REQUIRED WORK
Copy out exactly each line from the line with "of the black" through the last line of the material below.

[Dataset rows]
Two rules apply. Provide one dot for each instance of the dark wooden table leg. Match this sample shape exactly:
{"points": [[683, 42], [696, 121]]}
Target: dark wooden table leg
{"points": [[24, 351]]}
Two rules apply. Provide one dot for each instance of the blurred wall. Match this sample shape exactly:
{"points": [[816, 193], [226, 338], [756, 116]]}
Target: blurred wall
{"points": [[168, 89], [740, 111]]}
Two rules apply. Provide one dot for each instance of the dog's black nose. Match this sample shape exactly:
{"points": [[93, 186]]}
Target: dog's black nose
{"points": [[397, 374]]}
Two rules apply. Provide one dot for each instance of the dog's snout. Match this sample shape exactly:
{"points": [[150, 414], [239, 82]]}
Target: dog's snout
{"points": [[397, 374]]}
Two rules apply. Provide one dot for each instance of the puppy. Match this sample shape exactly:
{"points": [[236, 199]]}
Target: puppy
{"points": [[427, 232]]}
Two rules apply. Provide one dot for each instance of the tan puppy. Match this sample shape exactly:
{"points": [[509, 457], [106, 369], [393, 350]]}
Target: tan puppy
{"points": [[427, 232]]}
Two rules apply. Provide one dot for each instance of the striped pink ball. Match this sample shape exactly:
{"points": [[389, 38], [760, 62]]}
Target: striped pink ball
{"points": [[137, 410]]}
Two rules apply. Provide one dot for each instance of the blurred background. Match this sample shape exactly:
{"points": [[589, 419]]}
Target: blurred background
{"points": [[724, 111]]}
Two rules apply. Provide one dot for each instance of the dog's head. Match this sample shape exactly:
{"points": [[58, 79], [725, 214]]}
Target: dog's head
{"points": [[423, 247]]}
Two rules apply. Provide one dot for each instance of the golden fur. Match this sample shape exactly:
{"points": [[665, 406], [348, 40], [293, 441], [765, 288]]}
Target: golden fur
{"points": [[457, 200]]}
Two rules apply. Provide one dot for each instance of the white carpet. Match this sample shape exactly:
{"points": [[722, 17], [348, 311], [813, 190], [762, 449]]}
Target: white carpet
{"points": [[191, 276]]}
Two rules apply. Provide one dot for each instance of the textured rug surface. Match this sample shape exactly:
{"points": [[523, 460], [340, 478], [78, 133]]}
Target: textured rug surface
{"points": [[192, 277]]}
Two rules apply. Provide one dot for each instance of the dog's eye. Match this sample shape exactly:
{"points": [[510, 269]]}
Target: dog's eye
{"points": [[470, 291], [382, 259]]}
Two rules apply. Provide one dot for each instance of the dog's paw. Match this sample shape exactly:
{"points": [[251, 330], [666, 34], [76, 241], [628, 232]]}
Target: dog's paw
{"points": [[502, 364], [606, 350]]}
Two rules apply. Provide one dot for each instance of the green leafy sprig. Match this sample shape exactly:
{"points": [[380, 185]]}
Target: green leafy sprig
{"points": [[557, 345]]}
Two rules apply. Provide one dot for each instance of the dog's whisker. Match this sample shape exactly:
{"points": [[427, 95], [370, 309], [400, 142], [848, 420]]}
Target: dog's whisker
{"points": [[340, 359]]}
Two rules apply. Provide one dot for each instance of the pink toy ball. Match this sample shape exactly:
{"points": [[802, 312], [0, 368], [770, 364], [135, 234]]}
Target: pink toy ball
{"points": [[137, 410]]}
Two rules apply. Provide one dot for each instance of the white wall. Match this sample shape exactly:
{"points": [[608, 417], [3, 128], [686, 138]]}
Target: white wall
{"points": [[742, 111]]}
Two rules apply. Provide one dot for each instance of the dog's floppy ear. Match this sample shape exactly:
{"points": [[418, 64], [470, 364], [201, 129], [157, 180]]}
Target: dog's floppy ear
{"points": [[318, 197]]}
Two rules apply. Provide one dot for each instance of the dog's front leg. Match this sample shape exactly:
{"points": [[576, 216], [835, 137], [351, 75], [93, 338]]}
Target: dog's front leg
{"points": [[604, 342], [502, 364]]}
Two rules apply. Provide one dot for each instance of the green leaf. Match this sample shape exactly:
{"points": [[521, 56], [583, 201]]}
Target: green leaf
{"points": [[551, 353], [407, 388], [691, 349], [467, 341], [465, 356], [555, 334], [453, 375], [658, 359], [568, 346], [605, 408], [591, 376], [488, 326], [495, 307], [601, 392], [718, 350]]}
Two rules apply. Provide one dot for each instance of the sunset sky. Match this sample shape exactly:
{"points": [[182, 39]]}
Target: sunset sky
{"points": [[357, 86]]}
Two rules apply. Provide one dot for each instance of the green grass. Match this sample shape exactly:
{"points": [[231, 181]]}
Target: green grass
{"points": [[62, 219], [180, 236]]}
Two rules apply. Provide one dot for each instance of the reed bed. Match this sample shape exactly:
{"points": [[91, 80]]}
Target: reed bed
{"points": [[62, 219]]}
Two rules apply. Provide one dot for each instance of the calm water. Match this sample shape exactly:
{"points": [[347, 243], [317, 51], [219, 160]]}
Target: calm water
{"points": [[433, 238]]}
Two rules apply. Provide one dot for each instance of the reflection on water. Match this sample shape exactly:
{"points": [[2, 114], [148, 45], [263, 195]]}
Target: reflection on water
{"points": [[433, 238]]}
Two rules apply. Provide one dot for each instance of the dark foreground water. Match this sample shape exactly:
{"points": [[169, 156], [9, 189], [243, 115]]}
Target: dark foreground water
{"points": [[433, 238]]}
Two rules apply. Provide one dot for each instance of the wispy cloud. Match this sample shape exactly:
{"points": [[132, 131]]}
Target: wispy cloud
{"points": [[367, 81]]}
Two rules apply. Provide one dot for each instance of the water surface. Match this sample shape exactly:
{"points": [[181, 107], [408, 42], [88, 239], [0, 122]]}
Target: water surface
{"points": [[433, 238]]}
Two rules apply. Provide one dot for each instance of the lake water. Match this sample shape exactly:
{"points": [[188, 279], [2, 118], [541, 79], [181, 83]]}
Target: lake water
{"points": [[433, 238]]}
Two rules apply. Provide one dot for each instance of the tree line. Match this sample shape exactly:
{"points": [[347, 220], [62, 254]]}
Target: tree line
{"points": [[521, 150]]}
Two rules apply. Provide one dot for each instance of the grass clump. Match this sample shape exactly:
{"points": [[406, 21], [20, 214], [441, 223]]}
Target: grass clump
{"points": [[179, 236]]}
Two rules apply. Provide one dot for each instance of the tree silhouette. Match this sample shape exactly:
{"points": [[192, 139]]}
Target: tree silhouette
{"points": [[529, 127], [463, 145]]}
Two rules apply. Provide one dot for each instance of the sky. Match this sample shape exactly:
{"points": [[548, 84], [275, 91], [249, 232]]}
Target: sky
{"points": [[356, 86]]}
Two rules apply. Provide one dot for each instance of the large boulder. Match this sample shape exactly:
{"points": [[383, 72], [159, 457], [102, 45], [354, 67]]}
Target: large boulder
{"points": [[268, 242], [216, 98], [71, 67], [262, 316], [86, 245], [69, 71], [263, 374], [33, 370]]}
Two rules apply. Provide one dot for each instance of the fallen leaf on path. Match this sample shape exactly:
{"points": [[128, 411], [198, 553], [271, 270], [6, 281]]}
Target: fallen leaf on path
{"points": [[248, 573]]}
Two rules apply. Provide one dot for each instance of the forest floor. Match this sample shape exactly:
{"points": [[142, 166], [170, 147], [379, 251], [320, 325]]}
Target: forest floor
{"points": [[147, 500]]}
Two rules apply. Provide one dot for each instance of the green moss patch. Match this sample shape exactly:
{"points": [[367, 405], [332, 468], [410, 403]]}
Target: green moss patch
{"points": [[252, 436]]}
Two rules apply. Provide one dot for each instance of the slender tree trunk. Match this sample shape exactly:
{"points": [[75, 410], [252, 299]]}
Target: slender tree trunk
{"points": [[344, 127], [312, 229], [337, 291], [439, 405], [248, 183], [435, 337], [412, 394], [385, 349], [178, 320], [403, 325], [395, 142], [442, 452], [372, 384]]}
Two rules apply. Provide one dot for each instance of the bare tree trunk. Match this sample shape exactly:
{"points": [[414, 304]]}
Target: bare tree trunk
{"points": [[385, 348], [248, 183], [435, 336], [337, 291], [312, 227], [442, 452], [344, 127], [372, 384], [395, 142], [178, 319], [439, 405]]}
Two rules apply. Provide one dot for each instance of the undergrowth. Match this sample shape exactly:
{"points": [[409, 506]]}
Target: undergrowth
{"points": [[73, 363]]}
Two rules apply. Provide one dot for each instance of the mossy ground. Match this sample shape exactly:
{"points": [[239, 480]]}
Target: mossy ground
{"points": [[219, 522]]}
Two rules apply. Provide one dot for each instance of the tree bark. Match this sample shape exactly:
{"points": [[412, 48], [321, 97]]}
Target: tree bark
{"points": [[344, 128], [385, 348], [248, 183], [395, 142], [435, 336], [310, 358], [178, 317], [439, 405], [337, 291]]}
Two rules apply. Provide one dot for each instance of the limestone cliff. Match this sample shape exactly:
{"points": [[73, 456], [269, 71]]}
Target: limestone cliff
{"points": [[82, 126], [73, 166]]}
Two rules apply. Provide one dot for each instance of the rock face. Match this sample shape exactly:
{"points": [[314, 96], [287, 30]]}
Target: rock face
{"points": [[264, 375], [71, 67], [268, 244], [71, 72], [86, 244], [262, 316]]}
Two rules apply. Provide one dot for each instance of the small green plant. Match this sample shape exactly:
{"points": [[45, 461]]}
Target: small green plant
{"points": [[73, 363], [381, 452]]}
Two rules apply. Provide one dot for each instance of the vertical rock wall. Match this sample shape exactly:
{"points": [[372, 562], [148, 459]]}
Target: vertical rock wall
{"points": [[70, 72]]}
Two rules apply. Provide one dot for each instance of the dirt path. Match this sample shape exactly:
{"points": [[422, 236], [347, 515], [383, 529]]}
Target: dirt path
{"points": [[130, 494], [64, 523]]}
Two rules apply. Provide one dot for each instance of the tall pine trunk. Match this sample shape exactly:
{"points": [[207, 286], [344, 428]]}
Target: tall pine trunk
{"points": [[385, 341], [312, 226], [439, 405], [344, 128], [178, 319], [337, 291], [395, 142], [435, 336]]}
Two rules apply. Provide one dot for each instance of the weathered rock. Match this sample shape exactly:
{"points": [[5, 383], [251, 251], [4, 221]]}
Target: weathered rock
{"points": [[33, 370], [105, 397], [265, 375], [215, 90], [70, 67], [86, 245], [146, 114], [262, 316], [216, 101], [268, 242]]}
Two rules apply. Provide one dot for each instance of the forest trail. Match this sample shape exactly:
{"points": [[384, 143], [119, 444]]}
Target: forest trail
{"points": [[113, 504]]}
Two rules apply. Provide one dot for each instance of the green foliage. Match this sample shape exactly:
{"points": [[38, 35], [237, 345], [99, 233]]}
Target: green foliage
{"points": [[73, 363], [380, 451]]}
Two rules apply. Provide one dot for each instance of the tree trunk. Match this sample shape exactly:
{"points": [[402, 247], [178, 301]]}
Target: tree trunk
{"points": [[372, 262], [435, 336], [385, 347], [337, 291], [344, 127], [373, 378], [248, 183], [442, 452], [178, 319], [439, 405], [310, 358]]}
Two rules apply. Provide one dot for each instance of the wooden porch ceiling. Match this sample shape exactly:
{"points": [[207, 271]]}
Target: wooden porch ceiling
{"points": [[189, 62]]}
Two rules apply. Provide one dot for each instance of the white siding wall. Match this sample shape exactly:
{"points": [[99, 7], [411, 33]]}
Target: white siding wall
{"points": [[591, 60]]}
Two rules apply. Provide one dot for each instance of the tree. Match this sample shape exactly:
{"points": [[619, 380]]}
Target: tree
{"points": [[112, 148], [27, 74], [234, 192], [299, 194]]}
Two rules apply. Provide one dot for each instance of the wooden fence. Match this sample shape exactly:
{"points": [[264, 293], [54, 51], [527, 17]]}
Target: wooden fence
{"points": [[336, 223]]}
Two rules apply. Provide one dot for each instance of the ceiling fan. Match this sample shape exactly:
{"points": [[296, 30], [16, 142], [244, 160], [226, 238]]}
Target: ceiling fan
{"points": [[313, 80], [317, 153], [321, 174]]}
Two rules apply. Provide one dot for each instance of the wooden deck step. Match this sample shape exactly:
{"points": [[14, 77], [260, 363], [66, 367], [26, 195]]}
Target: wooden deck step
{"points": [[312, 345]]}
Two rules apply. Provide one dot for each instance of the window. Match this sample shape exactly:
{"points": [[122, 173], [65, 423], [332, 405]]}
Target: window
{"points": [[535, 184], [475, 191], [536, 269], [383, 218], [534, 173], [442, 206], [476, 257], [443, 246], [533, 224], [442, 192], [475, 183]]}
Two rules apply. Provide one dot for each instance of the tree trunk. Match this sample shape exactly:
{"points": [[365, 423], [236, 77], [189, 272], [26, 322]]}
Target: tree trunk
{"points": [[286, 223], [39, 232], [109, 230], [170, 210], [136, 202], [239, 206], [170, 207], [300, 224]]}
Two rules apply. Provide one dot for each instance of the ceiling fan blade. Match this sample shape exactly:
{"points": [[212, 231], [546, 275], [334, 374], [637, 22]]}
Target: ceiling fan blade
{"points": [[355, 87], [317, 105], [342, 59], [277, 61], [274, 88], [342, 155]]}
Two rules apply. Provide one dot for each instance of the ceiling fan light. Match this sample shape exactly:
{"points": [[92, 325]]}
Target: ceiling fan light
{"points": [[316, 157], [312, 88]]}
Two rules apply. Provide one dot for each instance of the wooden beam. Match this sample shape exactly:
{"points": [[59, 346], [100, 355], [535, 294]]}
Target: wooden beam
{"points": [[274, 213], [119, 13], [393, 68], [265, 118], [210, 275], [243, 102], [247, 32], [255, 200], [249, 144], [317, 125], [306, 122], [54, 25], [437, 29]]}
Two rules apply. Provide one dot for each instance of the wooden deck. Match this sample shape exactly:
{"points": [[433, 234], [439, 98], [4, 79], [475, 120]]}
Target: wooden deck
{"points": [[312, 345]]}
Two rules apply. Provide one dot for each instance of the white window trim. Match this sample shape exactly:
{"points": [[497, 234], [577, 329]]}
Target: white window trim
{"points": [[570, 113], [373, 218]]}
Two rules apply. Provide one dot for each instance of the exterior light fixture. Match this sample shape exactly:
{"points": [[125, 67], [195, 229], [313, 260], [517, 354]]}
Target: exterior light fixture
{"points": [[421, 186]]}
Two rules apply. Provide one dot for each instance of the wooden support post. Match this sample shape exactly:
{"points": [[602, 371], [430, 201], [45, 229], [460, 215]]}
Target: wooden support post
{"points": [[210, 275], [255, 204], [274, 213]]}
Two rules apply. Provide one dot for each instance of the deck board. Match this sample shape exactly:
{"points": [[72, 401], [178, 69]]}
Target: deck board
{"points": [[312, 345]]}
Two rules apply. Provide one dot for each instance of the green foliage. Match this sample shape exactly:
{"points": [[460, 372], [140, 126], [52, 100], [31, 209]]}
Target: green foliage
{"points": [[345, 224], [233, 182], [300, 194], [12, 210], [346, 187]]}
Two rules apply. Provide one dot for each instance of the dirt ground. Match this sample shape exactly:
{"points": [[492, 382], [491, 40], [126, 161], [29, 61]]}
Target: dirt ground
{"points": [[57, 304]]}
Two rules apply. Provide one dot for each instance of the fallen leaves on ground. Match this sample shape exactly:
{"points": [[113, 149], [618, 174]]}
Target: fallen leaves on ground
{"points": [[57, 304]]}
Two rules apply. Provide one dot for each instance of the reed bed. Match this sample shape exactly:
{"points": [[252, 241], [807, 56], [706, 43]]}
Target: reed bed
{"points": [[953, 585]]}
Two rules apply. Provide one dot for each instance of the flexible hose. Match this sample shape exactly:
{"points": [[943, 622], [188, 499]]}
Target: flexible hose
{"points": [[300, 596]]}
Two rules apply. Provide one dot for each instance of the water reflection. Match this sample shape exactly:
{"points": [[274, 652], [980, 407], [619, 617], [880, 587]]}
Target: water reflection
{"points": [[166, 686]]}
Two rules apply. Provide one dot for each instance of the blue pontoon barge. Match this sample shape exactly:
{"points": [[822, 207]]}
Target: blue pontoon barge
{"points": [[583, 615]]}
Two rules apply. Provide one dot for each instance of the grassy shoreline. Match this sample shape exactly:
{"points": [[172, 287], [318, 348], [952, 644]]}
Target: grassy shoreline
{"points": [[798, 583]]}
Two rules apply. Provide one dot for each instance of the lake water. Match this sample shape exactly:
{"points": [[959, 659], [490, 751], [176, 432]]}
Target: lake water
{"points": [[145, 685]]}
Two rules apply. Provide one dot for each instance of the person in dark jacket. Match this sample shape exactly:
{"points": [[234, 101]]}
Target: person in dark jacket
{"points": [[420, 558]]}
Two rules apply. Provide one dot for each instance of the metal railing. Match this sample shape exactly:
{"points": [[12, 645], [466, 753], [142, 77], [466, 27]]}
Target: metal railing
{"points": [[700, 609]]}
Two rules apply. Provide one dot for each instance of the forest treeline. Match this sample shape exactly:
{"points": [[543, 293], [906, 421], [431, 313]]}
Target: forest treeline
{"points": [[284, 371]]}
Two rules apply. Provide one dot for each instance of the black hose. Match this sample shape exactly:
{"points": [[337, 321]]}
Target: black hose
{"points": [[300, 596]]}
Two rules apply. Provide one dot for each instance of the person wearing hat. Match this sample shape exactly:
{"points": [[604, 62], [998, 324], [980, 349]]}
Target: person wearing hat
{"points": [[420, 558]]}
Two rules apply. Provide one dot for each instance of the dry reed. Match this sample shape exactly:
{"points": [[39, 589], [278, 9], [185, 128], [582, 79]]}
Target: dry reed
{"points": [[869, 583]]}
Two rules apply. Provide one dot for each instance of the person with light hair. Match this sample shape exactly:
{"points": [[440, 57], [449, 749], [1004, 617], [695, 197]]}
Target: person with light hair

THE REPLY
Two rules apply. Provide one dot for each instance of the black hose. Match this sample shape exactly:
{"points": [[337, 321]]}
Target: black hose
{"points": [[300, 596]]}
Two rules apply. Provide one dot for each instance of the person wearing hat. Match this sample shape exactly:
{"points": [[604, 62], [998, 324], [980, 349]]}
Target: person wearing hat
{"points": [[420, 558]]}
Two rules apply. Provide one dot for each instance of the dry reed. Match this sample shape exactly:
{"points": [[39, 589], [278, 9], [185, 128], [582, 79]]}
Target: dry reed
{"points": [[869, 583]]}
Two rules apply. Provide one dot for each instance of the person with light hair. Match this sample shape exactly:
{"points": [[440, 57], [449, 749], [1004, 617], [695, 197]]}
Target: person with light hair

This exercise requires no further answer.